***** DATOS DE LA TAREA *****
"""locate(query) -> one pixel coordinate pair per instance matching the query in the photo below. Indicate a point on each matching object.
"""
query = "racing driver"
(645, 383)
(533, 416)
*****
***** DATOS DE LA TAREA *****
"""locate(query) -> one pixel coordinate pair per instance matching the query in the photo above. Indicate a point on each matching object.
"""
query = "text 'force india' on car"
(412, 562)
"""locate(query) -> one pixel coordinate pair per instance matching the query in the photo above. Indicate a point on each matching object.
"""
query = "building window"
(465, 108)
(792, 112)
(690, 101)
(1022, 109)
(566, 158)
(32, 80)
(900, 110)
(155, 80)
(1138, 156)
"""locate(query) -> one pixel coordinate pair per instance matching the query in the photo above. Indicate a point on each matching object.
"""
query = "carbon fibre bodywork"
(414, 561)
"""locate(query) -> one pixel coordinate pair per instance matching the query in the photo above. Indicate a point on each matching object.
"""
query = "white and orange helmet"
*****
***** DATOS DE LA TAREA *****
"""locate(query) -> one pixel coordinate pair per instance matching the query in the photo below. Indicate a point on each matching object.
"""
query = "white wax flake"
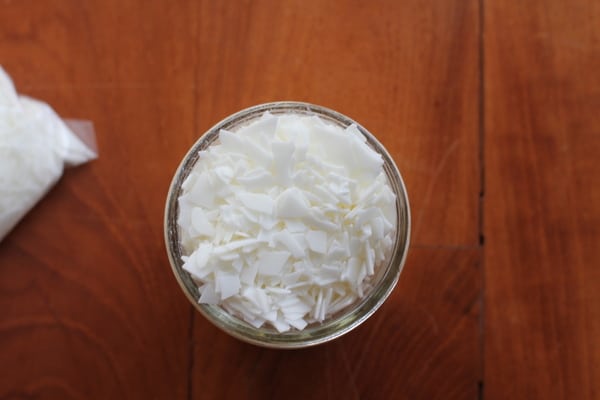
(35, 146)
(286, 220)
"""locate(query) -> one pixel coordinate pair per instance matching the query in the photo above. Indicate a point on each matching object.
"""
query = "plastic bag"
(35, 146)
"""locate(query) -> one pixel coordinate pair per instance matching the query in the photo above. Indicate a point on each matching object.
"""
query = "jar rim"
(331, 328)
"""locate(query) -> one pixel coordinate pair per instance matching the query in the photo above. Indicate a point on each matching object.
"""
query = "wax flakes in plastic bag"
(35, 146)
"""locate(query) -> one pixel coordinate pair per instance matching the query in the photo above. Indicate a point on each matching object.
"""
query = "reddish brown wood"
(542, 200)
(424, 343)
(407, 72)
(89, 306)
*****
### ENUNCIADO DEL PROBLEMA
Reúne todas las líneas del listado anterior que contienen la palabra "plastic". Ten en cuenta que se distinguen mayúsculas y minúsculas.

### SOLUCIÓN DESARROLLADA
query = "plastic bag"
query = "wax flakes in plastic bag"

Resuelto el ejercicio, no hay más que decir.